Text segment:
-*-
But What About Intensity?
Some coaches recommend high-intensity training as the fastest way to build fitness. However, endurance training brings about the metabolic changes listed above, which don’t happen with high intensity training. Without building a proper base first, you risk over-use injuries with hard workouts.
Further, two large-scale recent studies of runners suggest a couple of different things: First – as you would expect – that those who exercise regularly live longer than people who do not exercise. However, runners who consistently train hard don’t live as long!
For these reasons, your base training should be done at relatively low intensity. You should be able to carry on a conversation the whole time. Here are three methods to gauge the intensity:
- Rate of Perceived Exertion of 2-3, where 1 is a very slow walk and 10 is a flat out sprint for a few seconds.
-*-
Information supplied:
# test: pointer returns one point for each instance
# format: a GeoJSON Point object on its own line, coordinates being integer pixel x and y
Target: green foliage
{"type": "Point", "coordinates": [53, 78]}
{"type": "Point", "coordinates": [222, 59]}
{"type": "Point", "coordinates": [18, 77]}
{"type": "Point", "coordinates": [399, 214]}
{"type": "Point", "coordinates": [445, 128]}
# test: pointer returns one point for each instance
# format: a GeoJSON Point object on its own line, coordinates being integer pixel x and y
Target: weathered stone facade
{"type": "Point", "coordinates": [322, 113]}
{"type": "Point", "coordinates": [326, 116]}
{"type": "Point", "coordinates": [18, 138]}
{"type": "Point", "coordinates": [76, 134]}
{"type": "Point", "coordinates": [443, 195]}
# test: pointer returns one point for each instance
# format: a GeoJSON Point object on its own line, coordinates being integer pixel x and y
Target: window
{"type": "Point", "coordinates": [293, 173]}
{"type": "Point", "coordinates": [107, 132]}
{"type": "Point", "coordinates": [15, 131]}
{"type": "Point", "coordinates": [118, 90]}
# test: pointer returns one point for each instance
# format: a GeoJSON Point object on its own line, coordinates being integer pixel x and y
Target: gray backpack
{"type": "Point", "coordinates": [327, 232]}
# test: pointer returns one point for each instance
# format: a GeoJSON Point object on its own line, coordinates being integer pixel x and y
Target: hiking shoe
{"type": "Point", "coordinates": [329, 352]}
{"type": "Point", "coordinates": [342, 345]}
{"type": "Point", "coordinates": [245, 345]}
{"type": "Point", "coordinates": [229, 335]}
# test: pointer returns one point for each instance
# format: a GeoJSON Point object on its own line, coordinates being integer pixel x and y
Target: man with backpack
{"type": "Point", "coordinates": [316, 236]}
-*-
Problem details:
Copy the passage on training intensity word for word, starting with "Some coaches recommend" and going on through "live as long!".

Finished task:
Some coaches recommend high-intensity training as the fastest way to build fitness. However, endurance training brings about the metabolic changes listed above, which don’t happen with high intensity training. Without building a proper base first, you risk over-use injuries with hard workouts.
Further, two large-scale recent studies of runners suggest a couple of different things: First – as you would expect – that those who exercise regularly live longer than people who do not exercise. However, runners who consistently train hard don’t live as long!